» TASK LIST:
a: Answer these questions from the text on the Longmeadow facility:
(i) How many grocery suppliers have been centralized so far?
(ii) What position does Tony Domingo hold?
(iii) About how many cases per week is the Longmeadow operation currently distributing?
b: Write the next part of the text on the Longmeadow facility, picking up after its last sentence.

The centralisation of suppliers has been a significant success, with 23 grocery suppliers centralised to date and over 40 planned by October 2010. “We have seen significant benefits in centralisation, with a 20% increase in stock availability to stores.”
Alliance with suppliers
Tony Domingo, director of supply chain at Nestlé Southern African Region, said the Longmeadow facility has created the capability that drives consistent stock flow and optimises availability, which is ultimately of great benefit to consumers. “I believe that with the mutually authentic partnership that exists between our two companies, we can jointly entrench the supply chain architecture and build a robust strategic alliance,” he said.
A strategic partnership has been formed with Logistics service provider Unitrans and the new grocery extension will distribute approximately 40% of inland grocery volume by October this year. That this has been a massive undertaking is demonstrated by the fact that currently the Longmeadow operation is distributing approximately 20% of the inland region’s grocery volume. This amounts to close to 500 000 cases per week, and by the end of October this will increase to approximately 40% of grocery volume, or some 1 million cases per week.

Saved entries:
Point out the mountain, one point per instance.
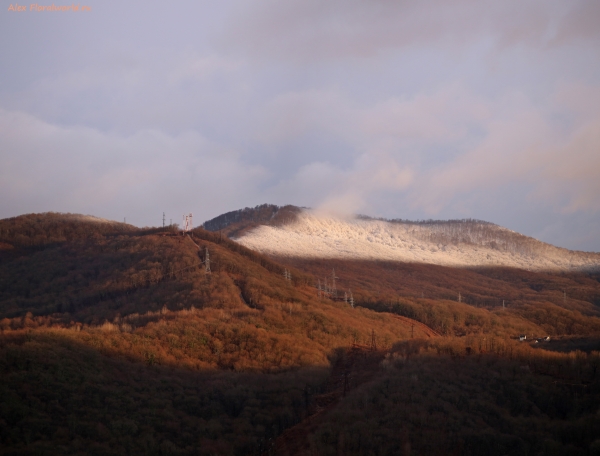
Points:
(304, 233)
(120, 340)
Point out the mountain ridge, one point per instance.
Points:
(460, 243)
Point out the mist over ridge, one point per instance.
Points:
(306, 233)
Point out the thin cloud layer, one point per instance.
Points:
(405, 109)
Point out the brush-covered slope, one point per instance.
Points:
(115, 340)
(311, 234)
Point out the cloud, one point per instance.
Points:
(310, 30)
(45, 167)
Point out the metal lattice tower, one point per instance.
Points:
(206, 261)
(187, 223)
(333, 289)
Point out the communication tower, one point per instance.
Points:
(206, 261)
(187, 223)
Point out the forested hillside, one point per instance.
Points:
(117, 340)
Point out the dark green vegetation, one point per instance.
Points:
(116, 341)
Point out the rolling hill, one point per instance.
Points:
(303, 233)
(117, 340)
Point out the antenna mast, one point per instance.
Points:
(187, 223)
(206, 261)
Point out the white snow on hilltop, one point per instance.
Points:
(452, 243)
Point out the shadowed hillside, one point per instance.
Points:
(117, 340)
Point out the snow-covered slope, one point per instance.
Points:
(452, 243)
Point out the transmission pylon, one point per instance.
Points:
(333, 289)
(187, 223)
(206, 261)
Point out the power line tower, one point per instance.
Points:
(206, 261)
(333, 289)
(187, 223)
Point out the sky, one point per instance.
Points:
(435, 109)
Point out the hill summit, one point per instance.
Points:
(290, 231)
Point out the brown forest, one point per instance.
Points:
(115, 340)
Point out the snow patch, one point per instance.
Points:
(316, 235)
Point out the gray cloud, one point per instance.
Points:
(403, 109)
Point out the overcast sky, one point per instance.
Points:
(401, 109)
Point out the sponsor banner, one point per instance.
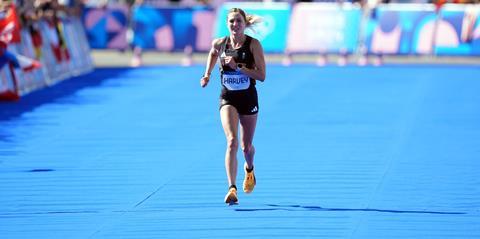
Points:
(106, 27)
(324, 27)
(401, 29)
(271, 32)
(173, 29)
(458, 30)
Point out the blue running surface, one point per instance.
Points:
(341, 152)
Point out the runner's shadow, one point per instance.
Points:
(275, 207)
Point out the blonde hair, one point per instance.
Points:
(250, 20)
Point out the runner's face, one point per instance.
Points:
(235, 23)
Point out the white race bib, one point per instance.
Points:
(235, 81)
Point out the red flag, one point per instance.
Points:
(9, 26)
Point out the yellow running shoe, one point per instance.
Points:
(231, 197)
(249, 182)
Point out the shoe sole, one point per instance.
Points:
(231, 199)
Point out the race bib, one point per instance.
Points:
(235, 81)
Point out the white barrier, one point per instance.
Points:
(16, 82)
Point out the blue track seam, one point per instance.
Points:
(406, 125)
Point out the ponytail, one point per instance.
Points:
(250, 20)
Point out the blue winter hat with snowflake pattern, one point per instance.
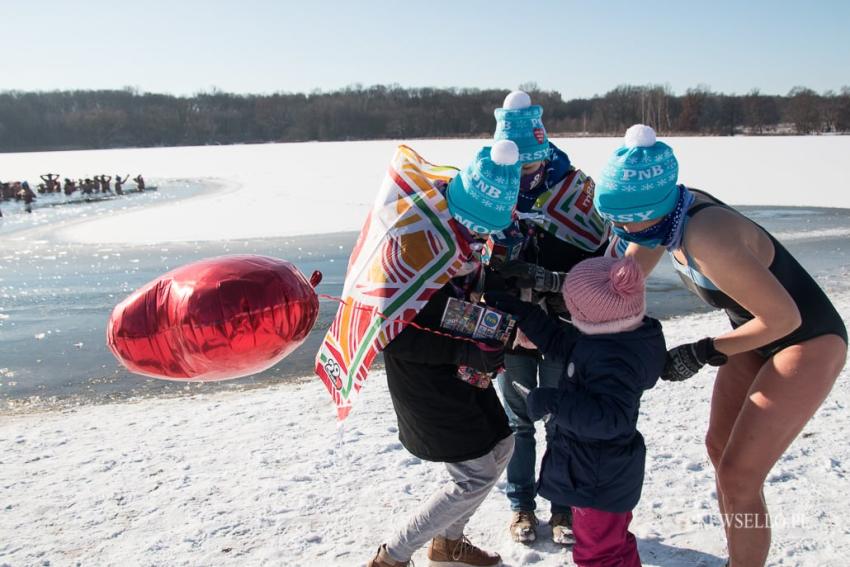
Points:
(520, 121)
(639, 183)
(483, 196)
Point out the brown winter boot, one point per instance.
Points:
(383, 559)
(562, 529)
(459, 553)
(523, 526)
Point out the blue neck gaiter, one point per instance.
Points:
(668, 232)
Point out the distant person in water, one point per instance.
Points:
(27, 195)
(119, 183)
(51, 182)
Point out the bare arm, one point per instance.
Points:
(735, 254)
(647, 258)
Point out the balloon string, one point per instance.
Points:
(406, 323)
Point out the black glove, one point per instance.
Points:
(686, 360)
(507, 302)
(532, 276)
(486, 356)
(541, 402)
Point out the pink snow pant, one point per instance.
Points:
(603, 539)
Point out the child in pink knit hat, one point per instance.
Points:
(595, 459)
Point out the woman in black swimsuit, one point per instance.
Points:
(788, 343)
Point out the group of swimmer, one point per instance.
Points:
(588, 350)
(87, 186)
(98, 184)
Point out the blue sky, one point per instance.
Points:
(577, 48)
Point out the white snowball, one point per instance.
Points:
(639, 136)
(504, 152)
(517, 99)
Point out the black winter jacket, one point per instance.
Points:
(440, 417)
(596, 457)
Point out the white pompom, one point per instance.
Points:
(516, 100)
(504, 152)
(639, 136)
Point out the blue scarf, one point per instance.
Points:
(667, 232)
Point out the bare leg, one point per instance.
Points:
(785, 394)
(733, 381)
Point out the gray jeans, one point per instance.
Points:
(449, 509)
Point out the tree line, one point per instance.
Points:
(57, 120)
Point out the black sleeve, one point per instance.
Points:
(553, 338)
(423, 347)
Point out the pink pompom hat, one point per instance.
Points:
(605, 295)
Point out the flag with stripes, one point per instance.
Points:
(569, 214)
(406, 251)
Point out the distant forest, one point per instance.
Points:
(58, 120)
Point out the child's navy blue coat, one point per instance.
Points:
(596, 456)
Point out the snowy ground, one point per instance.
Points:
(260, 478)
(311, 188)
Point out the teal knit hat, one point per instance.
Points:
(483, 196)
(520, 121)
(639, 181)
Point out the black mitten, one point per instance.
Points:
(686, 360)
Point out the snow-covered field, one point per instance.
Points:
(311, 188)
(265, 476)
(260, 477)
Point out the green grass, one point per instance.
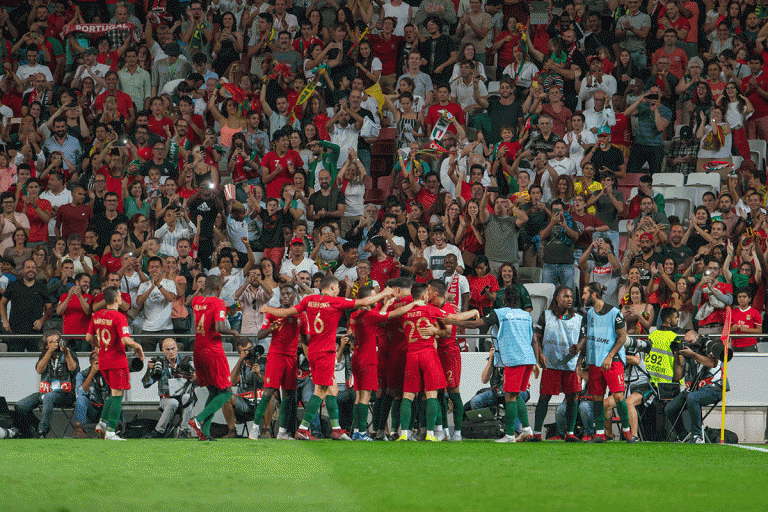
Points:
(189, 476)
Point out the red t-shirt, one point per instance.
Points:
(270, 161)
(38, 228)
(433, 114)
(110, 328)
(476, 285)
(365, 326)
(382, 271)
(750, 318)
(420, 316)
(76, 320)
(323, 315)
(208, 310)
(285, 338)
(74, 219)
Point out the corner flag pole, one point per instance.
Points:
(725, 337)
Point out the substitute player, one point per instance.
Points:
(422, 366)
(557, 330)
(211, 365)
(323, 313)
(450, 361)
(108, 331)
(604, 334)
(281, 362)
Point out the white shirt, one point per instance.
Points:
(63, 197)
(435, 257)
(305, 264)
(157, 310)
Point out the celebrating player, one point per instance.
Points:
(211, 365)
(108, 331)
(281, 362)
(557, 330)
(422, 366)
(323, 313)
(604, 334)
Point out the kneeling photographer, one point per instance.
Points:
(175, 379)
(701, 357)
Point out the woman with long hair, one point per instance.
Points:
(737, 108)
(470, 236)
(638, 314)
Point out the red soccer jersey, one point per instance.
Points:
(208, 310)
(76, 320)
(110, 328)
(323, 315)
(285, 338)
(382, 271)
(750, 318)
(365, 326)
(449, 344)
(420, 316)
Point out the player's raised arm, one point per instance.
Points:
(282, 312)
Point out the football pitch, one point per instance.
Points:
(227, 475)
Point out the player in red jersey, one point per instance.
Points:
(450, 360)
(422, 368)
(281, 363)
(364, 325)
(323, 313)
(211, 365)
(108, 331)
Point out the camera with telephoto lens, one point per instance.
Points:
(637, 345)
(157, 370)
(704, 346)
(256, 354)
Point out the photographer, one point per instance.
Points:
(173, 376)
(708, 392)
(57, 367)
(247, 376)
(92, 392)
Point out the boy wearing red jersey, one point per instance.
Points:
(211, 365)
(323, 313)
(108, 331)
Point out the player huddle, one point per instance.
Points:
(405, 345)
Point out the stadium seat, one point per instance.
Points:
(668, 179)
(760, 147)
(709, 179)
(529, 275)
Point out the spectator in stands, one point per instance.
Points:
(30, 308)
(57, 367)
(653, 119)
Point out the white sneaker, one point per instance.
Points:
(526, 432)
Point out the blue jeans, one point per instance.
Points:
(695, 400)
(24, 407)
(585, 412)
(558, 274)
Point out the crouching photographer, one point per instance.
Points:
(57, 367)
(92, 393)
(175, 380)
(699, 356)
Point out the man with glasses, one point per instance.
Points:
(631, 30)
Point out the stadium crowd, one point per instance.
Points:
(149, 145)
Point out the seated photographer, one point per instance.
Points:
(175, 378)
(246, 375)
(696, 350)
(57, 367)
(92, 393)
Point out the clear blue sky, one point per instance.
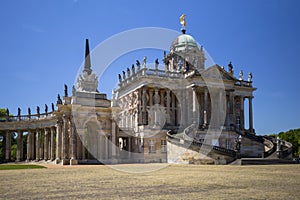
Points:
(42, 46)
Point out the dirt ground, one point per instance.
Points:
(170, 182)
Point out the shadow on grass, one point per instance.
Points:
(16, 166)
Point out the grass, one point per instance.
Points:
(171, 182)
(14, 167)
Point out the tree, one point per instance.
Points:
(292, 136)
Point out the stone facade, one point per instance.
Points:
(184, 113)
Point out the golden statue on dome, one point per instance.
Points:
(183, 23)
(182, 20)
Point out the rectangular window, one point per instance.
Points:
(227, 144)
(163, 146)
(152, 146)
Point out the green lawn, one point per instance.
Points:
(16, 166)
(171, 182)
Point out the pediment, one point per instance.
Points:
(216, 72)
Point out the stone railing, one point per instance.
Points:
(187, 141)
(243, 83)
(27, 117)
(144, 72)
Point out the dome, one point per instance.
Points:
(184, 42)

» SOLVED PROBLEMS:
a:
(i) 23
(ii) Director of supply chain at Nestlé Southern African Region
(iii) Close to 500 000 cases per week

b:
The initial aim is to distribute 40% of grocery volumes through the facility and to increase this to 80% once the slow-moving distribution centre is live.
Critical to this initiative since its inception has been its environmental sensitivity. The group is committed to minimising its environmental impact by decreasing carbon emissions, improving energy and water efficiency and lessening its impact on the environment.
Says Rohland, “Longmeadow is just another example of how Pick n Pay is making sustainability operational within the company and all of these goals have been incorporated into the design, construction and operation of Longmeadow, making it one of the greenest facilities of its type in the world.”
“Throughout, our vision has been to embed a sustainable green building strategy that will not only reduce the carbon footprints of our stores and distribution centres through the identification and implementation of best industry practices and products, but to provide us with a working environment which is more efficient, more streamlined and more profitable.
Major green initiatives
Twelve major green initiatives have been implemented within the grocery extension, focusing on energy management, water management, refrigeration and the physical materials used for the building.
“Examples of green initiatives include daylight harvesting – the groceries warehouse roof lights and south lights provide natural lighting and reduce the required daytime electrical lighting by 50%, and internal lights have motion sensors with dimming and energy-saving lamps. Photovoltaic roof mounted cells are being implemented for the groceries battery charging and external lighting and signage – these cells are charged using solar energy, thereby reducing the use of grid electricity, providing savings on costs and environmental impact.”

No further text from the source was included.